#### DATA RECORDS:

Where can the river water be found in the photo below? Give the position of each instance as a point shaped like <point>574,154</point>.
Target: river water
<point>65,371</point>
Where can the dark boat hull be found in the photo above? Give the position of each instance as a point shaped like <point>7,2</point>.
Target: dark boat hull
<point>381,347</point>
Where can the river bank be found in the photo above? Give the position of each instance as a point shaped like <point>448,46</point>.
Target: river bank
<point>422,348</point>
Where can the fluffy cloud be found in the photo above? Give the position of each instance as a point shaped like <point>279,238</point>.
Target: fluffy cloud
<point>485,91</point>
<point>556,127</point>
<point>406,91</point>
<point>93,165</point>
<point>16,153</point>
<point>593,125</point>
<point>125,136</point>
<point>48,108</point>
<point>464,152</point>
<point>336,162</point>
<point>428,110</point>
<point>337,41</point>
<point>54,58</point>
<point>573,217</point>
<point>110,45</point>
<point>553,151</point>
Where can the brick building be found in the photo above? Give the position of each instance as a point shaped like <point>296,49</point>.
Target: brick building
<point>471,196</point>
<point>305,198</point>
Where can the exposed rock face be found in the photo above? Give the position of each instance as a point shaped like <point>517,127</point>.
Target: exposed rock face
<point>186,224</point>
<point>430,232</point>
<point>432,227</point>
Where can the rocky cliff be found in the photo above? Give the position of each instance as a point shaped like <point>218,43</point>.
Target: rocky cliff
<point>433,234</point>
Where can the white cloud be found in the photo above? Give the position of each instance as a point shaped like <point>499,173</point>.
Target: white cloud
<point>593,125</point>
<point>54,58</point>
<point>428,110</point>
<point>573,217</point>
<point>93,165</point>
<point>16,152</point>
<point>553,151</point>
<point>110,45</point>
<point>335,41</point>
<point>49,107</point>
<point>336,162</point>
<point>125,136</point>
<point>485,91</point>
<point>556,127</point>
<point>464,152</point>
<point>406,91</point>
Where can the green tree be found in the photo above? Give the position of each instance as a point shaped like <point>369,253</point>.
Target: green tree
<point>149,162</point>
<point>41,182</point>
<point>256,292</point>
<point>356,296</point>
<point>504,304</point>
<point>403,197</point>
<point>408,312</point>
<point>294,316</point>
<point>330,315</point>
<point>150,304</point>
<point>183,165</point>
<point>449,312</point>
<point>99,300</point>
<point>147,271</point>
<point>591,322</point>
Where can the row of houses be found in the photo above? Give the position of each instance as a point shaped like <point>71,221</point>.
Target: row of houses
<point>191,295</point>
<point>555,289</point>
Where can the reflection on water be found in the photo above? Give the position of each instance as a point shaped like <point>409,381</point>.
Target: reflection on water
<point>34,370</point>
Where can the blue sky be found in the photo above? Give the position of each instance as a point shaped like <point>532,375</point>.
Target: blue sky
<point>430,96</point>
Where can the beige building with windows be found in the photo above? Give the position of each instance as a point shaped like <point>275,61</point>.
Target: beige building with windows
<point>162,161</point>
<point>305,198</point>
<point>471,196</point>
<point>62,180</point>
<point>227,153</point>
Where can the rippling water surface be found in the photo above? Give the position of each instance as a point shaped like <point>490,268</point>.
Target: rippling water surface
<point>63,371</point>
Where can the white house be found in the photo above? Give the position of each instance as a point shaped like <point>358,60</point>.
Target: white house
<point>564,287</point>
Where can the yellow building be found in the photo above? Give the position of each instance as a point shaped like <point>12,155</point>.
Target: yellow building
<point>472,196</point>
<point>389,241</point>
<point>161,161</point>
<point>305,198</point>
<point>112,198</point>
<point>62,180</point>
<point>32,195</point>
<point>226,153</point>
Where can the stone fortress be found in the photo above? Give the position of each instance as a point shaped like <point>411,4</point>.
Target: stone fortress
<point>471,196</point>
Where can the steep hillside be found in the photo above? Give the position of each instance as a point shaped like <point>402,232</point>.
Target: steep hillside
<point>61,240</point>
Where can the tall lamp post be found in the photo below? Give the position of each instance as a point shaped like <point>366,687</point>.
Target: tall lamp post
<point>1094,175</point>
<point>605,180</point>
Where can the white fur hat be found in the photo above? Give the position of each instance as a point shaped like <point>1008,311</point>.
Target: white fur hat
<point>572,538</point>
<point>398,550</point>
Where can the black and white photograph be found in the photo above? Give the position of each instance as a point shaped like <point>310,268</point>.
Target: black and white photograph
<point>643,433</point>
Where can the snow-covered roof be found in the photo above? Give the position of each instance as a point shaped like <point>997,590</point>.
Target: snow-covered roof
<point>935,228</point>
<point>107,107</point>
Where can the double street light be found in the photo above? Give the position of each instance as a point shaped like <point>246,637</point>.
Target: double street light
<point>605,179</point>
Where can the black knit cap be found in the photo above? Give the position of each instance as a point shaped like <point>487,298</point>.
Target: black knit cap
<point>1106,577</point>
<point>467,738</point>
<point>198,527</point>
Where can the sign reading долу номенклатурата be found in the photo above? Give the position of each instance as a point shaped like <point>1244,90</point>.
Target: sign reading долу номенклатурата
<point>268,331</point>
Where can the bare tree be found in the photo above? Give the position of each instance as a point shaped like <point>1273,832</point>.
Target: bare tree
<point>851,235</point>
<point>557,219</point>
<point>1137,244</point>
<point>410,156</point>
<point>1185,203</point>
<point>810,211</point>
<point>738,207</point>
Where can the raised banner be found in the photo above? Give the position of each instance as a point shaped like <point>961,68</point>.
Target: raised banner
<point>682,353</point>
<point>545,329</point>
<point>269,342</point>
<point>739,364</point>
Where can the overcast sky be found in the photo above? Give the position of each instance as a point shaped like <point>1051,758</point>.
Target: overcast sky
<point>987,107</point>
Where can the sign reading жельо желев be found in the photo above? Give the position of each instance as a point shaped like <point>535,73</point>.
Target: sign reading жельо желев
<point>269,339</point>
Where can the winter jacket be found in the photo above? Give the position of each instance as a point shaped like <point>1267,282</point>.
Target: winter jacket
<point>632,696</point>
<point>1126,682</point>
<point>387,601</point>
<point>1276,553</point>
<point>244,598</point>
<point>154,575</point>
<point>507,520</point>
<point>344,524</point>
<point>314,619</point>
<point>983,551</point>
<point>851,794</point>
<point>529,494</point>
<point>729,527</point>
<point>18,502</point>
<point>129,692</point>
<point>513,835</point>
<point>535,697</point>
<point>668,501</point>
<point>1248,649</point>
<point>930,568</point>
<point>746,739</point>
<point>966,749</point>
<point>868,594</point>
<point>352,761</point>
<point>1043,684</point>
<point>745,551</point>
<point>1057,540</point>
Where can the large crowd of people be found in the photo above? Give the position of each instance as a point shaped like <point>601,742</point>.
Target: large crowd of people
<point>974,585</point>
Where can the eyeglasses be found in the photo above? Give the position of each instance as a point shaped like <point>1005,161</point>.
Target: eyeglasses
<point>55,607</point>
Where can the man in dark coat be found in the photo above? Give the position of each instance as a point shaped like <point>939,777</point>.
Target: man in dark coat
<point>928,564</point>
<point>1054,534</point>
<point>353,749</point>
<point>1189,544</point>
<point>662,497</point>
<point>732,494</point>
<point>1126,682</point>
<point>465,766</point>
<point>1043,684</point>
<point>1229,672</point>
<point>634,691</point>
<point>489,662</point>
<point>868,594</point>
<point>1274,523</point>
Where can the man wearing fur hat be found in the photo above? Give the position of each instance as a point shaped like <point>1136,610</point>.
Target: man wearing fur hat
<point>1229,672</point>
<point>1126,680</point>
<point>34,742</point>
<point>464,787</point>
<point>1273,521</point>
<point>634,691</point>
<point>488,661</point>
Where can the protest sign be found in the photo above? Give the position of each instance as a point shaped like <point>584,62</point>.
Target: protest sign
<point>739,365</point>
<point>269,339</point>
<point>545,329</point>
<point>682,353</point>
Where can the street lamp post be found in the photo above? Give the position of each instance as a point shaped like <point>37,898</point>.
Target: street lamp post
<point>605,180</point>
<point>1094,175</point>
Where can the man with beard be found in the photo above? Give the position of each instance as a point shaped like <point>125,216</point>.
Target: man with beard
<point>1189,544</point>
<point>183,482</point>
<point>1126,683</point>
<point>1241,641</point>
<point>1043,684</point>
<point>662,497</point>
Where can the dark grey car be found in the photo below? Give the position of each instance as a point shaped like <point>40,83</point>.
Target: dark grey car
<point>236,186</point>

#### TASK:
Beginning with the line that has "Where can the tall" and ending with the line that has "Where can the bare", set down the lines above exactly and include no others.

#### SOLUTION FOR THIS EXERCISE:
Where can the tall lamp post be found in the photo below? Give the position of each instance as a point shaped like <point>366,687</point>.
Target: tall lamp post
<point>1094,175</point>
<point>605,180</point>
Where can the white fur hat be found in the photo above? Give the position of each instance as a point shaped like <point>1008,311</point>.
Target: white fur hat
<point>572,538</point>
<point>398,550</point>
Where can the black and white photograph be found in the photo above? Give the position of each instance as a point shaped like <point>310,268</point>.
Target: black and white photograph
<point>643,433</point>
Where can the snow-covered roof be found in the photo above? Give the position of each instance as a point shaped like <point>997,590</point>.
Target: snow-covered roof
<point>935,228</point>
<point>107,107</point>
Where can the double street light be found in the photo above? Give the position of each instance as a point shaped like <point>246,637</point>.
Target: double street light
<point>605,179</point>
Where can the black knit cap be found in the photo above? Give the position of each instance as a point shaped like <point>487,298</point>.
Target: black knit cap
<point>1106,577</point>
<point>467,738</point>
<point>198,527</point>
Where can the sign reading долу номенклатурата be found in the photo above? Give the position of each instance as a point shaped like <point>1244,90</point>.
Target: sign reading долу номенклатурата
<point>268,331</point>
Where can the bare tree be found in the photo above? Give the position of each instance as a point shaped like <point>1273,832</point>.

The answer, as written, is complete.